> Source extract:
»»
Alex is Sprintlaw's co-founder and principal lawyer. Alex previously worked at a top-tier firm as a lawyer specialising in technology and media contracts, and founded a digital agency which he sold in 2015.
If you employ staff in New Zealand, public holidays can be one of those payroll areas that feels simple until you’re actually staring at a timesheet and wondering what you’re meant to pay.
Between “time and a half”, “relevant daily pay”, irregular rosters, and alternative holidays (lieu days), it’s easy for small business owners to get caught out - especially when your team works shifts, varies their hours, or earns commissions or allowances.
This guide breaks down a practical public holiday pay calculator New Zealand approach, so you can confidently work out what your employee should be paid when:
- they don’t work the public holiday but it would have been a normal working day,
- they work the public holiday,
- they’re entitled to an alternative holiday,
- their hours and pay vary week to week,
- the public holiday occurs during annual leave, sick leave, or other leave, and
- employment ends and you need to deal with any unused alternative holidays.
We’ll keep this practical, employer-focused, and aligned with the Holidays Act 2003 (the key law that governs public holiday entitlements in NZ). This article is general information only and isn’t legal advice.
What Counts As A Public Holiday And When Do You Have To Pay?
In New Zealand, employees can be entitled to paid public holidays if the public holiday falls on a day that would “otherwise be a working day” for them.
That “otherwise working day” concept is the first decision point in any public holiday pay calculator New Zealand workflow.
Step 1: Is It An “Otherwise Working Day” For That Employee?
As an employer, you’ll usually look at things like:
- the employee’s roster or agreed work pattern
- their employment agreement terms
- the days they typically work
- whether they were scheduled to work that day (or likely would have been, if not for the public holiday)
««
> Provided records:
»»
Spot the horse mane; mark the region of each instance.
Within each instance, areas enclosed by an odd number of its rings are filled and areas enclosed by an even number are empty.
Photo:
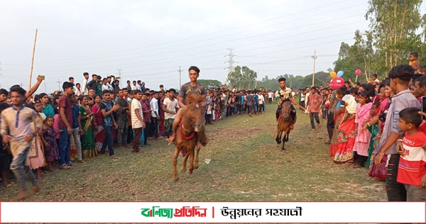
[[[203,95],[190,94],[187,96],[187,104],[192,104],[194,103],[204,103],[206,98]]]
««
»»
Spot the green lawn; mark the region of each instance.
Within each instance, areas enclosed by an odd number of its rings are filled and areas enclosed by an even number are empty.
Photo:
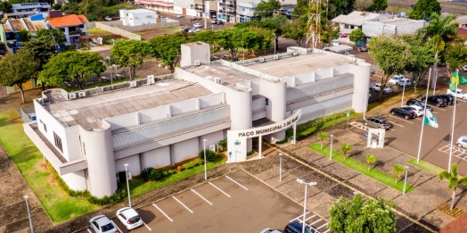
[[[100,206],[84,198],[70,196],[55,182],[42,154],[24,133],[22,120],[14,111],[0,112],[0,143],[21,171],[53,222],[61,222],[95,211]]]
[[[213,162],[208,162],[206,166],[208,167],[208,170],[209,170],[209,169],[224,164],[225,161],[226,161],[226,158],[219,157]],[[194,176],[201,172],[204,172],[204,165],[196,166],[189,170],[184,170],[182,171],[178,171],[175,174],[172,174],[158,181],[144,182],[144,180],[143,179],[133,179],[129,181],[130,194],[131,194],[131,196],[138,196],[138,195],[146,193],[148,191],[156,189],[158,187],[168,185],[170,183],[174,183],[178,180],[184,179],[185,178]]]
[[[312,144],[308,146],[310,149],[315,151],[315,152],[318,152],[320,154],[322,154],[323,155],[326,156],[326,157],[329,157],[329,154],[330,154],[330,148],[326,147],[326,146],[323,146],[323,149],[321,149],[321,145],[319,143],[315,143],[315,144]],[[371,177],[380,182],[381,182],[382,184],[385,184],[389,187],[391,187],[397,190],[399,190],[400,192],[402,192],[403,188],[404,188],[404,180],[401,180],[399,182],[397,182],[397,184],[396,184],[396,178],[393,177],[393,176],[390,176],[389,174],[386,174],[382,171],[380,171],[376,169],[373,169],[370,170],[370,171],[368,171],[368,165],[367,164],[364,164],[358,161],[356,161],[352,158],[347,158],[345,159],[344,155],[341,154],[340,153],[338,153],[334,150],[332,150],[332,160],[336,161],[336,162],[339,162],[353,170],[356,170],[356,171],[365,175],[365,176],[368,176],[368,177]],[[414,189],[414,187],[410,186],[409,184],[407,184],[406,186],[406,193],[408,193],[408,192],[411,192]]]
««
> What you need to do:
• 1. Reproduce the passage of the public holiday pay guide from "This guide breaks" up to and including "Have To Pay?".
• 2. Write the next part of the public holiday pay guide, starting right after its final line.
The items have nothing to do with the public holiday pay guide.

> Expected responses:
• 1.
This guide breaks down a practical public holiday pay calculator New Zealand approach, so you can confidently work out what your employee should be paid when:
- they don’t work the public holiday but it would have been a normal working day,
- they work the public holiday,
- they’re entitled to an alternative holiday,
- their hours and pay vary week to week,
- the public holiday occurs during annual leave, sick leave, or other leave, and
- employment ends and you need to deal with any unused alternative holidays.
We’ll keep this practical, employer-focused, and aligned with the Holidays Act 2003 (the key law that governs public holiday entitlements in NZ). This article is general information only and isn’t legal advice.
What Counts As A Public Holiday And When Do You Have To Pay?

• 2.
If the public holiday is not an otherwise working day, generally you don’t have to pay the employee for that day (even though it’s a public holiday).
If it is an otherwise working day, then you generally must pay them - and the exact method depends on whether they worked or didn’t work on the day.
Tip: This is one reason it’s worth having clear, tailored Employment Contract terms around hours, rosters, and how variations are managed. It can prevent disputes when public holidays roll around.
How To Calculate Public Holiday Pay If The Employee Doesn’t Work
If the public holiday is an otherwise working day for the employee, and they do not work on the public holiday, you generally pay them either:
- Relevant Daily Pay (RDP), or
- Average Daily Pay (ADP) (only if RDP can’t be worked out or isn’t practical).
This is the core “pay the employee what they would have earned” principle under the Holidays Act 2003.
Relevant Daily Pay (RDP): The Default Method
Relevant daily pay is what the employee would have earned if they had worked that day. It can include more than just base wages.
Depending on their role and pay structure, RDP may include:
- their normal hourly wage or salary portion for that day
- regular allowances (if they would have been paid that day)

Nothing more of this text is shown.